▶ WHAT YOU ARE ASKED TO DO: Extract, exactly as written, all lines of the material below from the line that includes "Please indicate the glossy" through its last line.

====

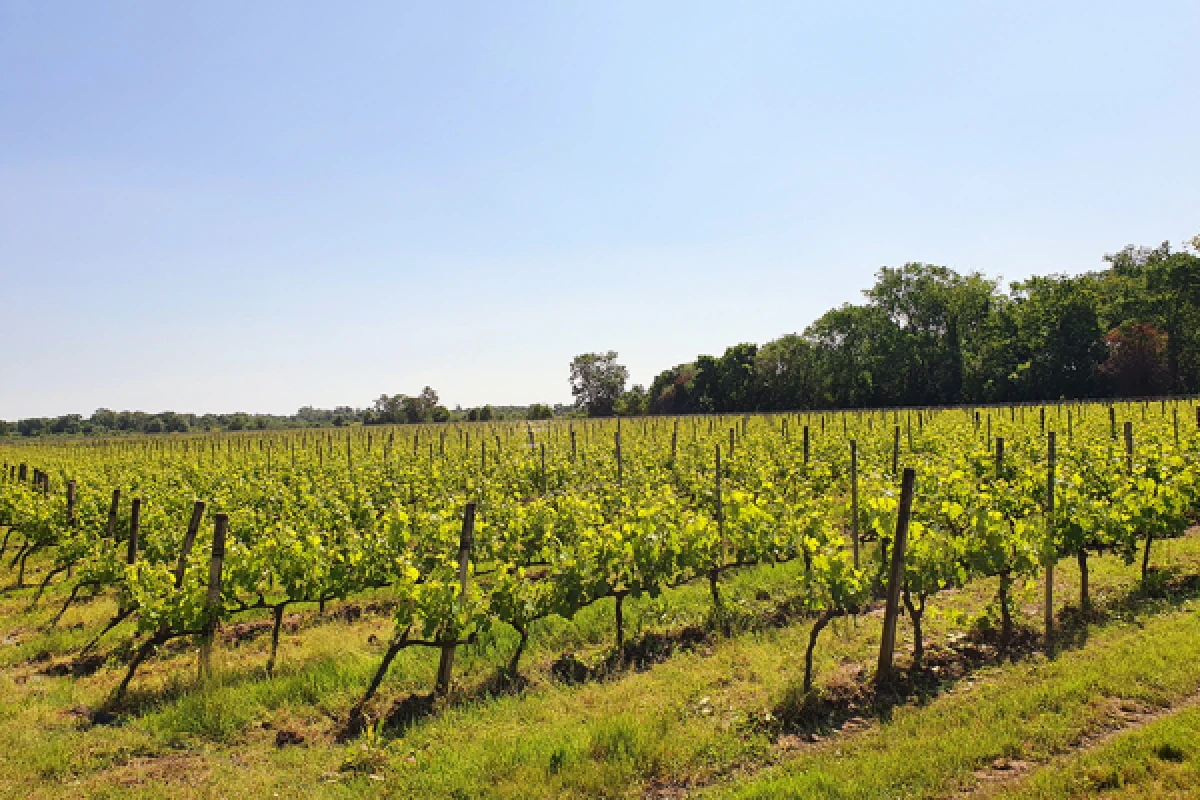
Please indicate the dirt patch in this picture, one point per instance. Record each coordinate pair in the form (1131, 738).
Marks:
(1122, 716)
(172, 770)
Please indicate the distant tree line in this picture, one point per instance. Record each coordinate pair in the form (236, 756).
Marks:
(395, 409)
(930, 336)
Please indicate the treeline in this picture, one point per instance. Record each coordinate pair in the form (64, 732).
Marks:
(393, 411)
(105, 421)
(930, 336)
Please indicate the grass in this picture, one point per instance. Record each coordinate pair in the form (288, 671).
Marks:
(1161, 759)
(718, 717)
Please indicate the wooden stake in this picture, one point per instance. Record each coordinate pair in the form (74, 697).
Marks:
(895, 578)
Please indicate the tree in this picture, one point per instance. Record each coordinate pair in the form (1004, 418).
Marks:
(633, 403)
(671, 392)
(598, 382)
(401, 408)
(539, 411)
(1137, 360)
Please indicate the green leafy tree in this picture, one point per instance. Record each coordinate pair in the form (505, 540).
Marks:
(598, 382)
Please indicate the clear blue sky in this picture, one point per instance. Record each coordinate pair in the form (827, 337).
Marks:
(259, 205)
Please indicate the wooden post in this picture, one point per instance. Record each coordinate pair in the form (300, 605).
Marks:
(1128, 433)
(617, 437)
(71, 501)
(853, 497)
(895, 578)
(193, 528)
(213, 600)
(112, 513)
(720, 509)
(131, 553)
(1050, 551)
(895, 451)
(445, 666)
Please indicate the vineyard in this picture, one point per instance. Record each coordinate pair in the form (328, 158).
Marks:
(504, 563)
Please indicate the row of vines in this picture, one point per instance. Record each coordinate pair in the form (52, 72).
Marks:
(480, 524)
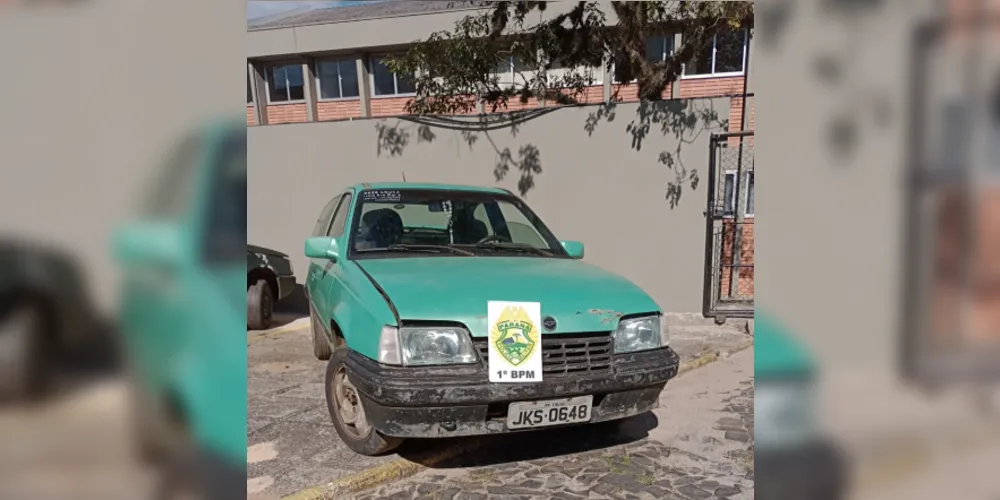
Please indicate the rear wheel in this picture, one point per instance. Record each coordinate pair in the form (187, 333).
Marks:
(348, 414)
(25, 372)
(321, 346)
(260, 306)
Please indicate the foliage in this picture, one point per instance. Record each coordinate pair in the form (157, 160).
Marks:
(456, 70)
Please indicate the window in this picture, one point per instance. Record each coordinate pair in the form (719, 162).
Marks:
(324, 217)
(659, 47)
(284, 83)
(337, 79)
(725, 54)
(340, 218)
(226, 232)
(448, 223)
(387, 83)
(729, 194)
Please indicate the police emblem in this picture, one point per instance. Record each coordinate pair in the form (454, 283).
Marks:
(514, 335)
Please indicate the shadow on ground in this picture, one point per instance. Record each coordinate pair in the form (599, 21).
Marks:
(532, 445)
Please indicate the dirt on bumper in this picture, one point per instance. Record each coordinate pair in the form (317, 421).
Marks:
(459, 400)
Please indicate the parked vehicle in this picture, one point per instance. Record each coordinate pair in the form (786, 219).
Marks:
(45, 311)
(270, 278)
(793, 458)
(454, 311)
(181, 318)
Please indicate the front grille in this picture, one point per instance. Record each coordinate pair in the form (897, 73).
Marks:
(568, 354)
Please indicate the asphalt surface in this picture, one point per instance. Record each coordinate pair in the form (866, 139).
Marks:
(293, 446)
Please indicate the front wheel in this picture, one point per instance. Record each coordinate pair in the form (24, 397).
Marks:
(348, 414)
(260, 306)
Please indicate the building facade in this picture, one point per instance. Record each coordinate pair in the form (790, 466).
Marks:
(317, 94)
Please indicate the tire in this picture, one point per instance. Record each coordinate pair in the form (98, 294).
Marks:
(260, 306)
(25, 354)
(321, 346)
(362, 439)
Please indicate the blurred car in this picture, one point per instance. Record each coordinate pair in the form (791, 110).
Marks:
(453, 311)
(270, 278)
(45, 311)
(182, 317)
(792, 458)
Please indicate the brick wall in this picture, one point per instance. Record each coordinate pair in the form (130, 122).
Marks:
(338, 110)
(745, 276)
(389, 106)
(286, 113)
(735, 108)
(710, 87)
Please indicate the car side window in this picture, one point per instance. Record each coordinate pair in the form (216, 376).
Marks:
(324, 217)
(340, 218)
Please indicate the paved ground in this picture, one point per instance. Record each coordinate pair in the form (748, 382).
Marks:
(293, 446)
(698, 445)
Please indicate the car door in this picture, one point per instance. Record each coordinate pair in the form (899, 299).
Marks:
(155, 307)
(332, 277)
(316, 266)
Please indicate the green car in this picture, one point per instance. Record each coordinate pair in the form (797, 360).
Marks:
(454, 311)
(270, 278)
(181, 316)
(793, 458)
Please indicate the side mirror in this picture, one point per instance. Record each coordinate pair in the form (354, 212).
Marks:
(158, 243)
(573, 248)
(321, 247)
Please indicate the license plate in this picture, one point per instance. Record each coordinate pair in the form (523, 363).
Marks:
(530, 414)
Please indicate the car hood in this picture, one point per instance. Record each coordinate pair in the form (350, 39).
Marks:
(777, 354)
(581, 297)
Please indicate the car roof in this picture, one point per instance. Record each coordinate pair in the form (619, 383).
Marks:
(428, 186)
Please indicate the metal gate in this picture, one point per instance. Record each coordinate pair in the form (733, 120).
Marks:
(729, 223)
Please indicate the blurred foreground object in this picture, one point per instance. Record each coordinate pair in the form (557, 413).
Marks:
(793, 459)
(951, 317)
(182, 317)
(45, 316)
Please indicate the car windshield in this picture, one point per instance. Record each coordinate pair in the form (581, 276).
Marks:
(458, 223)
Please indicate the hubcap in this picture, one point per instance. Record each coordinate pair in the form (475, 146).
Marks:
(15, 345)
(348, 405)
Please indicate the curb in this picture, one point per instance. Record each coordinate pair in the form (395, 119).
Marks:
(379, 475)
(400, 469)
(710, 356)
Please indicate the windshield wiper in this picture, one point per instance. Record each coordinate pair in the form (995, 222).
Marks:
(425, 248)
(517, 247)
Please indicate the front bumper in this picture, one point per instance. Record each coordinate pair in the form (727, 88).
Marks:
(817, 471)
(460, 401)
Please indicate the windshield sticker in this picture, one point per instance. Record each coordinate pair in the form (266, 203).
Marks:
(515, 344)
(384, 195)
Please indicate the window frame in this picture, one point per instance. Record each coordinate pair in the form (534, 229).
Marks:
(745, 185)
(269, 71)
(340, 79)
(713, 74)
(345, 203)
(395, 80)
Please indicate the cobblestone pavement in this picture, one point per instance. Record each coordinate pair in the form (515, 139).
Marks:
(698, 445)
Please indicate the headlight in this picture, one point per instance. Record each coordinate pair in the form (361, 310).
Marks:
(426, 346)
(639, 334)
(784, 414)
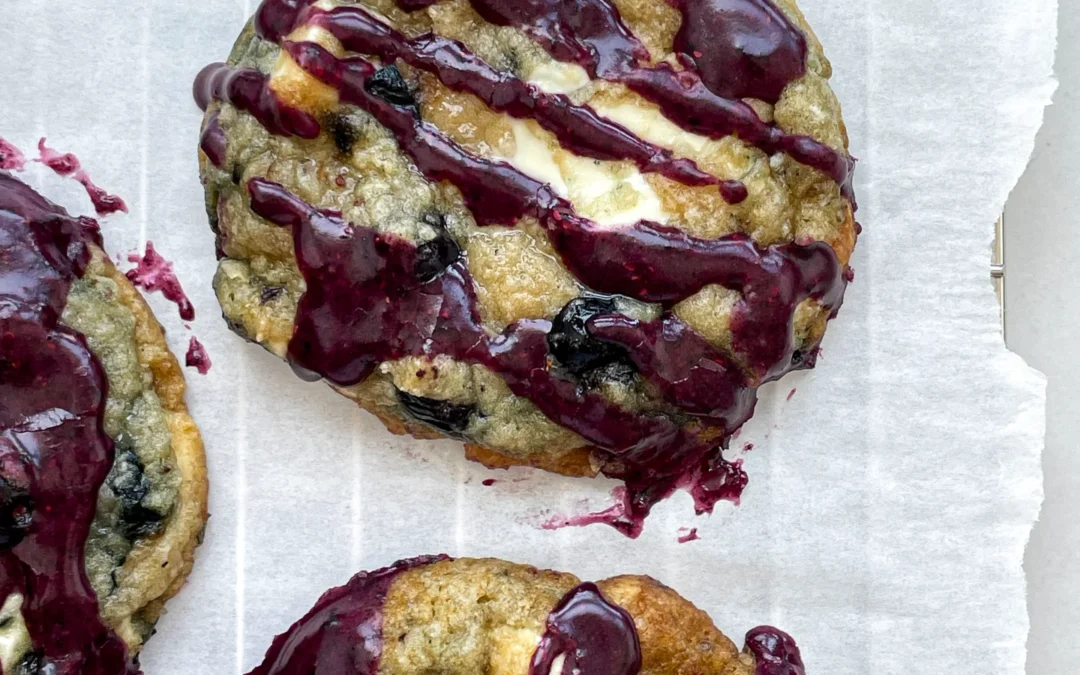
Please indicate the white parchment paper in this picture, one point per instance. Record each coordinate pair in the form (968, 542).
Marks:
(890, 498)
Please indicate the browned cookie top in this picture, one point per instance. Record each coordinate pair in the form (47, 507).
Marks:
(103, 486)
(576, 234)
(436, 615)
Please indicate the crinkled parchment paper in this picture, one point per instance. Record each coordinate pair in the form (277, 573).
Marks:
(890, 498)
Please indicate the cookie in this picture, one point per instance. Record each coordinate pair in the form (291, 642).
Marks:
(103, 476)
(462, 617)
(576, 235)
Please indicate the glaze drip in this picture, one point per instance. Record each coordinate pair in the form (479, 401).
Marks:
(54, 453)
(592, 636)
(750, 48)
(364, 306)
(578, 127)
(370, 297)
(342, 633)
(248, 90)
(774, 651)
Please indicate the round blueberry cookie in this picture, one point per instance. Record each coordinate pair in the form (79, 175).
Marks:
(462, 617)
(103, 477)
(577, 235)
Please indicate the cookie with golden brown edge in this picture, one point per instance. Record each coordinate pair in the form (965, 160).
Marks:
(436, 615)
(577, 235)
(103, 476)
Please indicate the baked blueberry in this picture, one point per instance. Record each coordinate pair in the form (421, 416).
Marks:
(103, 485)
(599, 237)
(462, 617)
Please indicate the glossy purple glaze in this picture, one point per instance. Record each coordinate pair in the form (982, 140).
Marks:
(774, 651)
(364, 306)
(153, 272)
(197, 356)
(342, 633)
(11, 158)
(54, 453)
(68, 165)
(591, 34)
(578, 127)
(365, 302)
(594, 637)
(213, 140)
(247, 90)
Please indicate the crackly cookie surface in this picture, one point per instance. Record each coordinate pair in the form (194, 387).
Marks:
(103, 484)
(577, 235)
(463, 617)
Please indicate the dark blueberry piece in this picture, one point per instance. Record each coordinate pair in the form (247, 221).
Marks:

====

▶ CORRECT OUTPUT:
Please indicate the glossy purple glaze in this picture, one point per instance. Record each coordinate pair in the form (982, 140).
Marks:
(774, 651)
(364, 306)
(153, 272)
(197, 356)
(342, 633)
(11, 158)
(54, 453)
(68, 165)
(591, 34)
(578, 127)
(365, 302)
(594, 637)
(213, 140)
(247, 90)
Please indicate the crackly cookie surface in this picture, one point per instance. Record each coordinate pair in the form (194, 387).
Marks:
(103, 484)
(577, 235)
(463, 617)
Please indicate the dark blueberry piece in this picture, one point per instance. Record each coordinate pair in the form (247, 221).
Marks:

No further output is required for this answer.